Sturm und Drang on Atlanta’s Public Train System…Bad Day For Weather and Music
It’s nice to witness a feel-good story once in a while, firsthand, without the petty buffering of the news media dancing it across the television, getting in the way, numbing all the visceral emotion that travels in lockstep with being an actual eyewitness. But if the news media had reported the story, the headline would’ve certainly been something to the effect of, “Pile of Anonymous Puke on Marta Train Brings Disgusted Passengers Closer Together.” It was a headline I could see in my head and pretty much smell at the same time. I’m normally not a public transportation user, not for any particular reason except that Atlanta’s rail system (Marta) is a little oversimplified. One track goes up and down. One track goes left and right. It is slightly more accurate than the public catapult the city employed before the rail lines went in. But, like the catapult, if you happen to be heading to a destination on the train’s trajectory, hop on and enjoy yourself. There is usually some form of strange entertainment afoot. Be it doomsday enthusiasts, would-be hip hop artists, white nomads reading aloud from disintegrating copies of Nietzsche or people selling Grey Goose for a third of the price, there is something for everyone.
In this case, when I stepped on the train, one whiff suggested the county morgue had relocated to Car #3, westbound, as the doors closed behind me and I tried to both get away from the smell and find a seat. Duped by some strange power of convection within the train’s air system, I ended up walking in the direction of the offense, until a kind old woman stopped me and said, “You don’t want to go over there.”
She was right. The back two rows of the car were empty. It seemed someone had gotten sick in the corner and then fled. People got on and off the train-car as we hit our stops and a strong camaraderie built up between those who knew and others who were well on their way to the empty seats to hastily throw themselves into the mess. With jokes and warnings, we, the occupants of Car #3 of the public transit system, built an atmosphere of amity and goodwill, collectively warning newcomers on the train to stay away from that “fucking nasty puke-filled seat, over there, now,” because someone must’ve “been getting DOWN, boy,” or sitting next to some “ugly ass mofo,” or “been eating at my baby’s momma’s house.” There was a sudden battle of the one-liners. Some people were clever, a few vulgar, and as usual one opportunist cropped up. A fellow started trying to charge a dollar per warning, reasoning that he had saved the would-be “vomit-slider” ten dollars for a dry cleaning bill, but he was undercut by about a dozen others willing to do the job for free, which was the same problem the Joad family had in “The Grapes of Wrath” in a way, so don’t let it be said that nothing can be learned on public transportation.

SUPPLIED RECORDS -
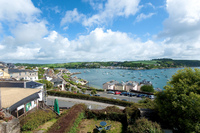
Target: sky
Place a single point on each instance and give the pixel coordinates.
(60, 31)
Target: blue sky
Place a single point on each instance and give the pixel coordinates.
(59, 31)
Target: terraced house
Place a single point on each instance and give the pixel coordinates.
(23, 74)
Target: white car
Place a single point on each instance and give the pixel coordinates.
(151, 96)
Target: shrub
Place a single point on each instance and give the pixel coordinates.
(144, 126)
(35, 119)
(68, 121)
(93, 98)
(132, 113)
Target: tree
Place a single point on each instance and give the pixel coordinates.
(83, 90)
(179, 103)
(93, 92)
(147, 88)
(144, 126)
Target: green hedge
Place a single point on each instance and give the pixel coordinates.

TASKS TO PERFORM -
1: Translate this sentence from the Marta train story into Spanish: "The back two rows of the car were empty."
2: Carry on the Marta train story from its last sentence.
The listing plays no part in what is asked here.

RESPONSES BY TASK -
1: Las dos últimas filas del vagón estaban vacías.

2:
I settled back after a few minutes, opened up the newspaper I had brought more to hide behind than to read, and flipped through. I was on my way to pick up my car from the night before since I had gone drinking, gambling that the second winter storm in three weeks was going to sweep in and out of Atlanta like a ghost, betting that the governing officials were making too big a deal out of this one because they got caught with their pants down the last time around, with the abandoned highways looking like something out of Stephen King’s “The Stand.” But in fact my car started to get buried pretty quick in slush and I figured I’d jump on the train, stay off the roads, and play it safe. Atlanta drivers are generally not known for calm reactions to precipitation, particularly the freezing kind.
“You mean to tell me that the ice usually in my freezer is now outside all over the CE-ment?” someone might say. The reasoning, then, is to drive faster than normal so the kinetic energy from the tires actually heats up the ground underneath and melts the ice under the wheels. This ends up being a bad idea, and you’ve got a nice little arrangement of cars pointing every which way along the side of the road.
Flipping through the newspaper I was at least relieved not to be living in West Virginia, where another toxic spill of “coal slurry” has washed into a river. I’m not sure what “slurry” is but it doesn’t sound good, although it is said to have a strong licorice smell. This one was from a plant owned by Patriot Coal. The one last month was from a concern called Freedom Industries. I smirked at the jingo monikers, but had to admit they will come in handy when the Public Relations people are spurred into action. The commercials will run up and down prime time, with a deep, movie-trailer narration. “Freedom Industries and Patriot Coal spilled some ‘MCHM’ into the Elk River and Kanawha River, respectively. We apologize. But you know what happens when you mix freedom and patriots and water? You get Freedom Water. Mmm, mmm. Taste that freedom. Taste that patriotism. Tastes like licorice candy. Don’t let the environmentalist crooks take the freedom out of your water. Don’t let them take the patriotism out of your faucets and taps. Without water you die. Without freedom, you die. Without freedom water, well you just do the math.”
Good point, I thought. The whole thing had put me in the mood for some licorice flavored Sambuca. Or Anisette. Or Fernet. Basically I just wanted a drink and damn if I wasn’t going to get it. What was next, whistleblowers trying to take the licorice out of my booze (which wouldn’t be a big deal now that I thought about it) or worse, try to take the alcohol out of my licorice? (Now that is unacceptable.)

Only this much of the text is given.